What you should do: Make an exact copy of the entries below, with all images left out.

Given records:
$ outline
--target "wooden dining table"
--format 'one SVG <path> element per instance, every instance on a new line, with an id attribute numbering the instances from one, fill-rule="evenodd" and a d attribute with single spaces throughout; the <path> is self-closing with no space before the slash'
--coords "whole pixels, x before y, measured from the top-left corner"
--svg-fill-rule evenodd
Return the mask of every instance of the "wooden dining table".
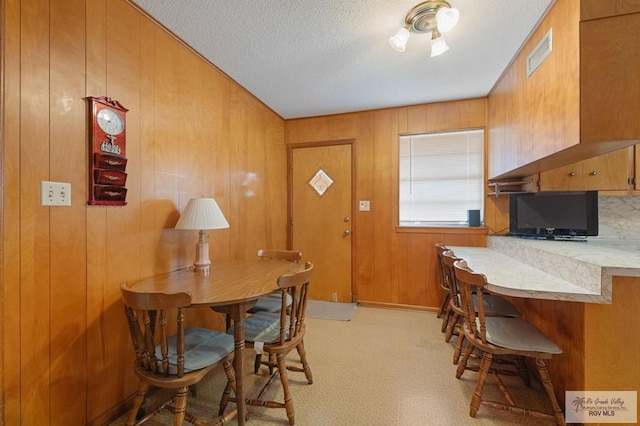
<path id="1" fill-rule="evenodd" d="M 237 419 L 239 425 L 244 425 L 244 317 L 258 298 L 278 290 L 278 277 L 302 269 L 303 265 L 282 260 L 234 260 L 212 264 L 208 274 L 180 269 L 132 283 L 131 288 L 165 293 L 186 291 L 191 294 L 191 306 L 207 306 L 230 316 L 235 341 Z"/>

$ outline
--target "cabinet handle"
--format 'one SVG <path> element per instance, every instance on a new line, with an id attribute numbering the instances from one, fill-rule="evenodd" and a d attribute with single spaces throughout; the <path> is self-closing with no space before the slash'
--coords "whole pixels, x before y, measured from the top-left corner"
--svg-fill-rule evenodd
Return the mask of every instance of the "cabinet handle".
<path id="1" fill-rule="evenodd" d="M 594 171 L 592 171 L 592 172 L 591 172 L 591 173 L 589 173 L 589 174 L 590 174 L 591 176 L 596 176 L 596 175 L 598 174 L 598 172 L 594 170 Z"/>
<path id="2" fill-rule="evenodd" d="M 576 172 L 571 172 L 568 174 L 569 177 L 574 177 L 576 175 Z"/>

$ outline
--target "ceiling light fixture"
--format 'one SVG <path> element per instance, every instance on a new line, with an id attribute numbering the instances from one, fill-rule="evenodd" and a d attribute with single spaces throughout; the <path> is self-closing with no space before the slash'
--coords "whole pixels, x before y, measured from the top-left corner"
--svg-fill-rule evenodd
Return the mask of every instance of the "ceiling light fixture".
<path id="1" fill-rule="evenodd" d="M 460 12 L 451 7 L 449 2 L 438 0 L 422 2 L 407 13 L 404 19 L 405 26 L 389 38 L 389 44 L 398 52 L 404 52 L 411 33 L 431 33 L 431 57 L 438 56 L 449 50 L 442 33 L 451 30 L 459 18 Z"/>

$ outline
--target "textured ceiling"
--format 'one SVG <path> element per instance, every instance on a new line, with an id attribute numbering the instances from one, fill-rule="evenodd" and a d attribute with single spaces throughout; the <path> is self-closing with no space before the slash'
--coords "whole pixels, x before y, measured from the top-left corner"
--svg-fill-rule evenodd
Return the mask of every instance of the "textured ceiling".
<path id="1" fill-rule="evenodd" d="M 485 96 L 553 2 L 449 0 L 431 58 L 388 43 L 416 0 L 131 1 L 285 119 Z"/>

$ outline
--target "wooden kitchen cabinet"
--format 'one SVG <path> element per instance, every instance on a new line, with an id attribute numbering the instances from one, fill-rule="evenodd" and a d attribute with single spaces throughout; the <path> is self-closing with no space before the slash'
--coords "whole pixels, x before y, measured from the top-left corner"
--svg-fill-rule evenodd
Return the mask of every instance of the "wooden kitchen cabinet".
<path id="1" fill-rule="evenodd" d="M 640 0 L 582 0 L 580 2 L 582 21 L 635 12 L 640 12 Z"/>
<path id="2" fill-rule="evenodd" d="M 580 23 L 580 139 L 640 138 L 640 13 Z"/>
<path id="3" fill-rule="evenodd" d="M 628 191 L 634 148 L 578 161 L 540 173 L 540 191 Z"/>

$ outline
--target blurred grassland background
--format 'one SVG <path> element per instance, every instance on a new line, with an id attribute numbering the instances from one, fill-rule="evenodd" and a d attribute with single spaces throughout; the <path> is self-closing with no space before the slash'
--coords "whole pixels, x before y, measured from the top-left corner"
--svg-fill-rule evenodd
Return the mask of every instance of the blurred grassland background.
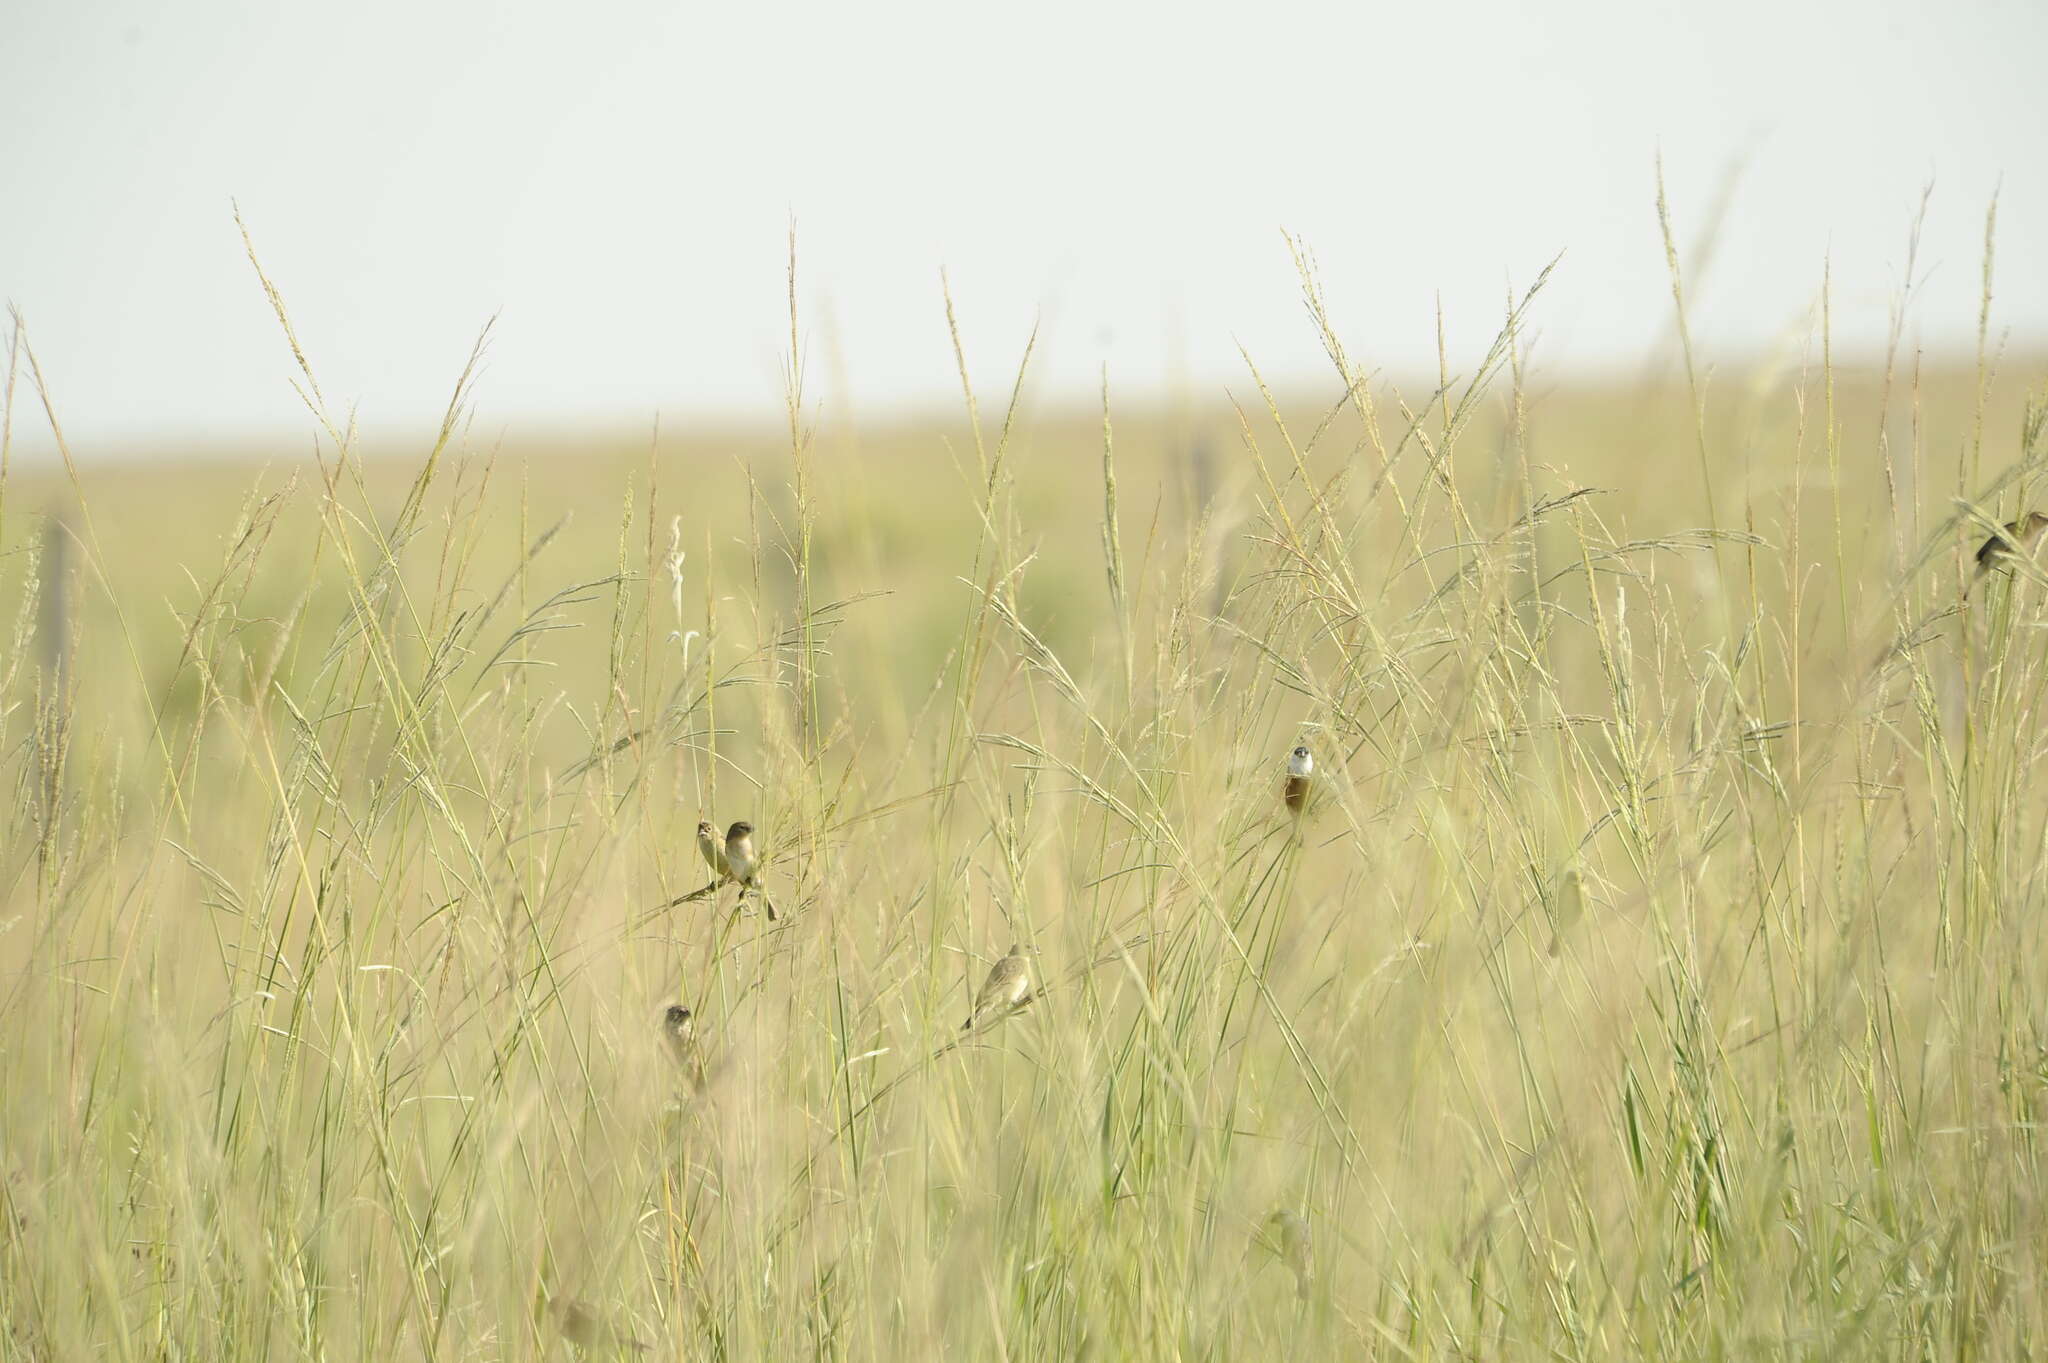
<path id="1" fill-rule="evenodd" d="M 0 1357 L 2038 1355 L 2048 596 L 1962 589 L 2048 357 L 1530 308 L 1441 392 L 1339 318 L 1234 402 L 16 461 Z M 662 907 L 700 817 L 780 922 Z"/>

Solution for this exercise:
$ outline
--target "wooden dining table"
--format 'one SVG <path> element per instance, every instance on a new line, with an id attribute numbering the instances from one, fill-rule="evenodd" and a d attribute with single spaces throughout; the <path> is self-closing with no space before the slash'
--coords "whole pixels, x before y, measured from the top-left corner"
--svg-fill-rule evenodd
Return the mask of every instance of the "wooden dining table".
<path id="1" fill-rule="evenodd" d="M 237 419 L 239 425 L 244 425 L 244 317 L 258 298 L 278 290 L 278 277 L 302 269 L 303 265 L 282 260 L 234 260 L 212 264 L 208 274 L 180 269 L 132 283 L 131 288 L 165 293 L 186 291 L 191 294 L 191 306 L 207 306 L 230 316 L 235 341 Z"/>

$ outline
--target "cabinet handle"
--format 'one SVG <path> element per instance, every instance on a new line, with an id attribute numbering the instances from one, fill-rule="evenodd" and a d attribute with single spaces throughout; the <path> is self-closing with no space before the slash'
--coords "whole pixels, x before y, measured from the top-left corner"
--svg-fill-rule evenodd
Return the mask of every instance of the "cabinet handle".
<path id="1" fill-rule="evenodd" d="M 594 171 L 592 171 L 592 172 L 591 172 L 591 173 L 589 173 L 589 174 L 590 174 L 591 176 L 596 176 L 596 175 L 598 174 L 598 172 L 594 170 Z"/>
<path id="2" fill-rule="evenodd" d="M 576 172 L 571 172 L 568 174 L 569 177 L 574 177 L 576 175 Z"/>

$ outline
--target "ceiling light fixture"
--format 'one SVG <path> element per instance, every instance on a new line, with an id attribute numbering the instances from one, fill-rule="evenodd" and a d attribute with single spaces throughout; the <path> is self-closing with no space before the slash'
--coords "whole pixels, x before y, measured from the top-left corner"
--svg-fill-rule evenodd
Return the mask of every instance of the "ceiling light fixture".
<path id="1" fill-rule="evenodd" d="M 460 12 L 451 7 L 449 2 L 438 0 L 422 2 L 407 13 L 404 19 L 405 26 L 389 38 L 389 44 L 398 52 L 404 52 L 411 33 L 431 33 L 431 57 L 438 56 L 449 50 L 442 33 L 451 30 L 459 18 Z"/>

$ outline
--target "textured ceiling"
--format 'one SVG <path> element per instance, every instance on a new line, with an id attribute numbering the instances from one, fill-rule="evenodd" and a d attribute with single spaces throughout; the <path> is self-closing with no space before the slash'
--coords "whole pixels, x before y, measured from the top-left corner"
--svg-fill-rule evenodd
Return the mask of every instance of the "textured ceiling".
<path id="1" fill-rule="evenodd" d="M 485 96 L 553 2 L 449 0 L 431 58 L 388 43 L 416 0 L 131 1 L 285 119 Z"/>

$ outline
--target "wooden kitchen cabinet"
--format 'one SVG <path> element per instance, every instance on a new line, with an id attribute numbering the instances from one, fill-rule="evenodd" and a d attribute with single spaces throughout; the <path> is self-closing with no space before the slash'
--coords "whole pixels, x before y, measured from the top-left corner"
--svg-fill-rule evenodd
Return the mask of every instance of the "wooden kitchen cabinet".
<path id="1" fill-rule="evenodd" d="M 640 0 L 582 0 L 580 2 L 582 21 L 635 12 L 640 12 Z"/>
<path id="2" fill-rule="evenodd" d="M 580 23 L 580 139 L 640 138 L 640 13 Z"/>
<path id="3" fill-rule="evenodd" d="M 628 191 L 634 148 L 578 161 L 540 173 L 540 191 Z"/>

$ outline
--target blurred grassland background
--format 'one SVG <path> element per instance, every instance on a new line, with an id attribute numbering the instances from one, fill-rule="evenodd" and a d attribute with single spaces throughout; the <path> is self-closing with no space before the slash'
--coords "whole pixels, x before y, measured from the top-left corner"
--svg-fill-rule evenodd
Return the mask of every instance of the blurred grassland background.
<path id="1" fill-rule="evenodd" d="M 0 1357 L 2038 1355 L 2048 596 L 1962 589 L 2048 357 L 1530 308 L 1441 392 L 1339 318 L 1234 402 L 16 461 Z M 662 907 L 700 817 L 780 922 Z"/>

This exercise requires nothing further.